Put these lines into a numbered list, leaving out any blank lines.

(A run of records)
□ □ □
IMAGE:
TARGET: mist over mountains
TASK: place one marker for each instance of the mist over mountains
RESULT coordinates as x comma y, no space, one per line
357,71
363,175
□ □ □
EXERCISE OUTPUT →
1. IMAGE:
2. TARGET: mist over mountains
3. TASK: place one marker for each instance of the mist over mountains
4. RESULT coordinates as x comma y, no space, one per line
5. 357,71
6. 363,175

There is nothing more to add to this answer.